» Extract

What’s an Index?
An index is an investor’s benchmark or reference for evaluating the performance of a fund, security, or investment. Basically, you’ll want to compare today’s index to yesterday’s index to determine whether stock values are going up or down. By checking the index, you can gauge how the market is performing in general without the need to individually compare the prices of all listed stocks.
What is PSEi?
The Philippine Stock Exchange Composite Index (PSEi) is a group of 30 selected Philippine companies used as reference for determining the general performance of the Philippine Stock Market. The PSEi is also often referred to as the Philippine “stock barometer” as it summarizes both the Philippine stock market’s general activity and the Philippine economy’s overall performance. A high PSEi value means Philippine stocks are priced high on the average, whereas a low PSEi value means stocks are priced low on the average. In a general sense, a soaring PSEi value is desired as it reflects the local economy’s healthy performance and growth.
In March 2012, the PSEi was valued somewhere around the 5000 level. In April 2013, the PSEi made a historical feat when it breached the 7000 mark. This 2017, we keep track as the index strives to stay above the 8000 mark. Check your local newspaper’s business section now and you’ll see how often the importance of staying above the 8000 mark is emphasized in the stock market forecasts.
Are newspaper forecasts real time?
Nope. 🙂 Take note that newspapers only report the previous trading day’s stock quotations. For instance, this particular newspaper I’m using as example is dated August 3 but reports August 2’s stock market’s performance in comparison to August 1’s performance. For real time stock quotations, you may check out www.pse.com.ph. I shall write more tutorials on how you can efficiently maximize the use of the PSE website so don’t forget to subscribe to keep posted!

» Exercise set
1 - Answer these questions about the PSEi explainer:
(a) How many companies make up the PSEi?
(b) In what month and year did the PSEi breach the 7000 mark?
(c) Which day's stock market performance does the newspaper dated August 3 report?
2 - Copy the stretch of the PSEi explainer from "Are newspaper forecasts" through "to keep posted!", renaming "stock quotations" as "share prices".

» Record set
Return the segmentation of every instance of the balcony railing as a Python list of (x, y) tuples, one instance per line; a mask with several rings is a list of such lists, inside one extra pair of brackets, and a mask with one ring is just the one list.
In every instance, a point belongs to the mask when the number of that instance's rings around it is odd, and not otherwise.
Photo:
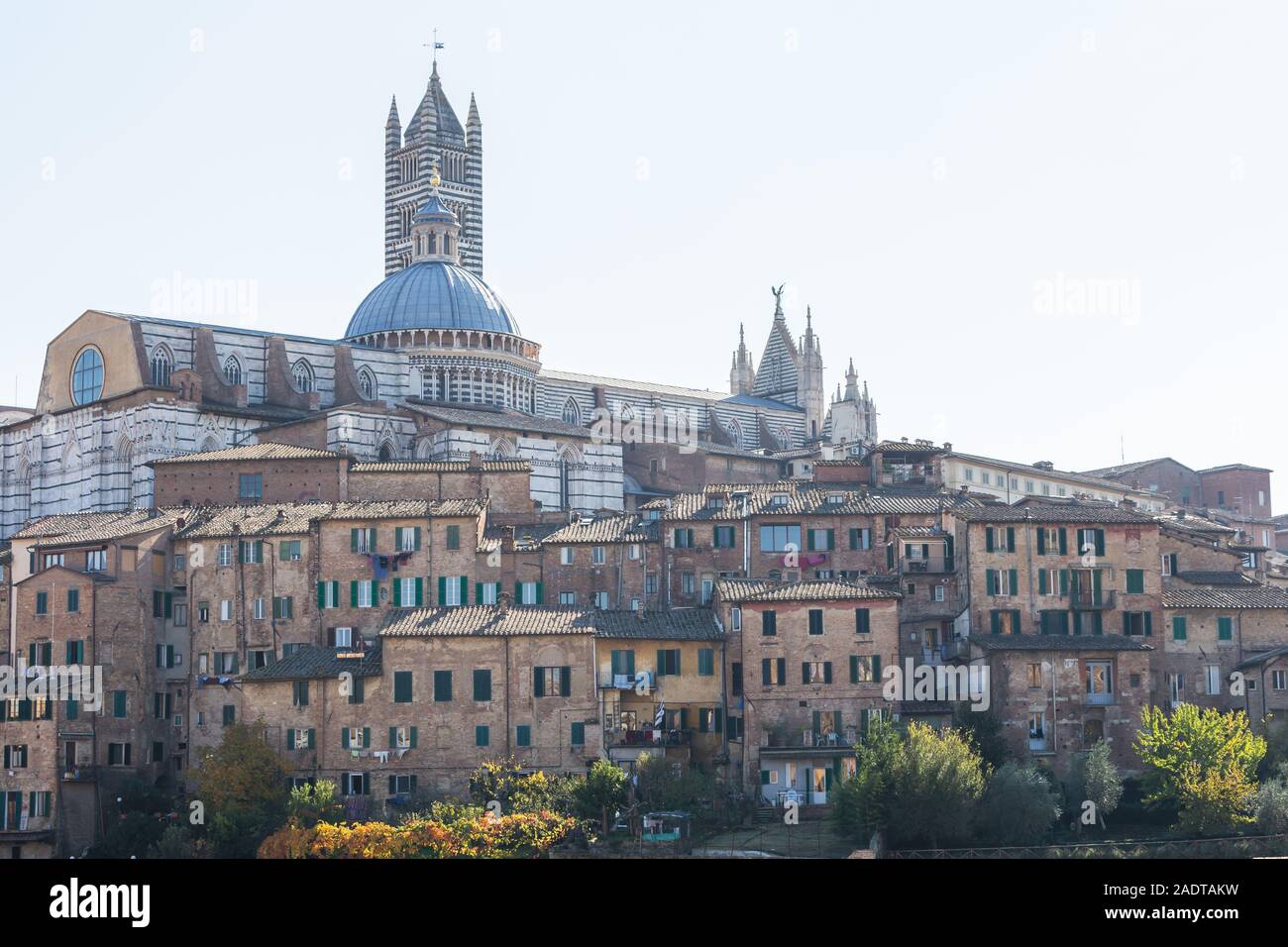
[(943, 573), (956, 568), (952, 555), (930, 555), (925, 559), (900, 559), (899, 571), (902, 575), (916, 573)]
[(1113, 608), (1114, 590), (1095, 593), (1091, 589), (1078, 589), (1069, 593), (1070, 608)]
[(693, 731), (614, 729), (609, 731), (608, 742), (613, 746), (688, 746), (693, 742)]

* * *

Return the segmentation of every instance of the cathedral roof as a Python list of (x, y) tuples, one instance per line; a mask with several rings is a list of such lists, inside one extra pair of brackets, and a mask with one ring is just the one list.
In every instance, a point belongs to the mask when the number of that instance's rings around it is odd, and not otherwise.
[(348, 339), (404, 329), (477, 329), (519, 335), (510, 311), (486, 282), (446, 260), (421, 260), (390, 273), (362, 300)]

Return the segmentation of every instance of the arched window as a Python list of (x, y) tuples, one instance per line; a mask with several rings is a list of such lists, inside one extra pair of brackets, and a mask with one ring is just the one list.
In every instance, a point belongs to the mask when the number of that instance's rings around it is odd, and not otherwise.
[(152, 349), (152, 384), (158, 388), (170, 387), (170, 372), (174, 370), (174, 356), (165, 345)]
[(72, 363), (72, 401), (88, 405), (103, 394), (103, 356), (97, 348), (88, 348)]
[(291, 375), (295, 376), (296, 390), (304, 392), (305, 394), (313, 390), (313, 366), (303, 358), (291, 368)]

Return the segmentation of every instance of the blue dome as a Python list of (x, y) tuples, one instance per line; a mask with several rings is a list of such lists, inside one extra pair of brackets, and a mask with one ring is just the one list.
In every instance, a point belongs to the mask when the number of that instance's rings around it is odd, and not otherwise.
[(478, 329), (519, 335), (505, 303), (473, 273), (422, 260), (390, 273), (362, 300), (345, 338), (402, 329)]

» Answer list
1 -
(a) 30 selected Philippine companies.
(b) April 2013.
(c) August 2's performance, compared with August 1's.

2 -
Are newspaper forecasts real time?
Nope. 🙂 Take note that newspapers only report the previous trading day’s share prices. For instance, this particular newspaper I’m using as example is dated August 3 but reports August 2’s stock market’s performance in comparison to August 1’s performance. For real time share prices, you may check out www.pse.com.ph. I shall write more tutorials on how you can efficiently maximize the use of the PSE website so don’t forget to subscribe to keep posted!